═══ Passage
BUT ALAS. This isn't something you can comfortably drink. It's not quite pudding and it's not quite a liquid you can sip from a cup. If you think City Bakery's hot chocolate is thick, at least you can drink it. You have to suck this baby down or daintily lick it off your tiny spoon (you're apt to eat it in a dainty manner beacuse of the daintiness of the cup and whatnot). Admittedly, I find this viscosity level odd because I'm not used to it. If you're from Europe, please chime in on whether this is how you drink your hot chocolate. Yes, ALL OF EUROPE. THE ENTIRE COUNTRY. Speak up, damn you.
Bottom line: it's not bad, but since it's not what I was looking for, I was disappointed. If you want a shot of chocolatey pseudo-pudding drink that you can scrape out of the cup with a spoon for $3.52, go for it. It was worth trying once, but I wouldn't get it again.
Yesterday I did another random food-hunt by going to Muffins and More on 4th Ave. God knows how many times I had passed it without even checking out what they had. Hello, muffins are awesome! Indeed, they do have "more"; inside you'll find a substantial sandwich menu and other baked goods, like scones and rice krispies treats. However, I figured I'd go with their moniker and get a muffin.
At $1.95, their muffins are more expensive than most places (from my experience, $1.75 is the mean price). I kept thinking to myself, "I hope this muffin is awesome." Yeah, I'm pretty weird.
Result: the muffin was awesome. The carrot muffin didn't skimp on the raisins (which is good if you like raisins...which means you'll hate it if you're Garfield) and was moist all throughout except for the crispy cookie-esque top. Ahhh, I love a crispy muffin top. And CRISPY MUFFIN TOP LOVES YOU. Of course, it's also got carroty goodness. It's got everything going for it. I'm definitely gonna try another muffin, or perhaps a scone. Or sandwich. Or ALL OF THE ABOVE.
══════
> _Directive 1_
What flavor of muffin did the writer get at Muffins and More, according to the food blog post?
═══ Dataset excerpts
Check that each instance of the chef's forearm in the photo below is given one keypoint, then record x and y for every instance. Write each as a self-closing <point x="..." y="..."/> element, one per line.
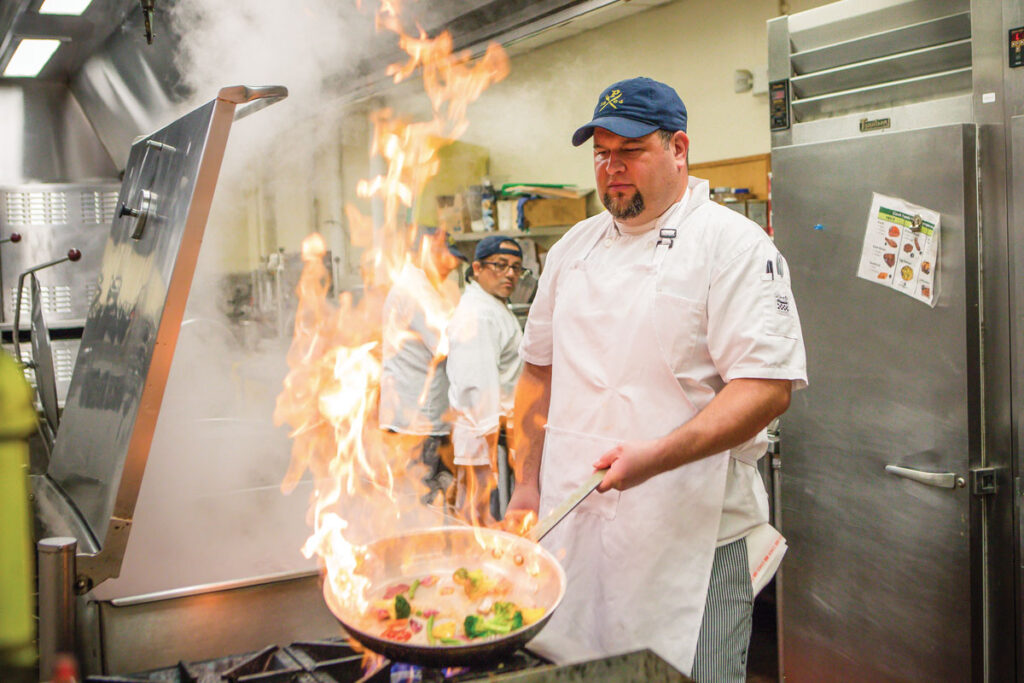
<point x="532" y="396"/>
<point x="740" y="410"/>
══════
═══ Dataset excerpts
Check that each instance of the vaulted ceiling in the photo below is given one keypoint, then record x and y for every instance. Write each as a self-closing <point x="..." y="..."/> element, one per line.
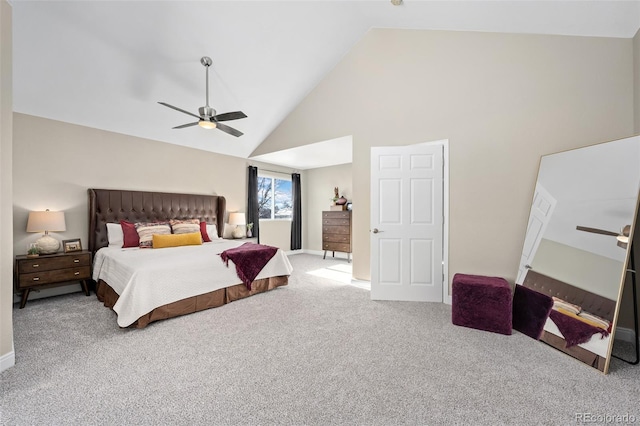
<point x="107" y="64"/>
══════
> _Directive 2_
Copy out each line in the rows that includes the string "record".

> _Solution 1_
A carrot muffin.

> _Solution 2_
Check that each instance of the chef's forearm in the photo below is given one keypoint, then record x and y for every instance. Write each as a self-closing <point x="..." y="..."/> element, one per line.
Check that each instance of the vaulted ceiling in the photo below is given one keypoint, then record x and y for every instance. Write each as a self-closing <point x="..." y="..."/> element, one per line.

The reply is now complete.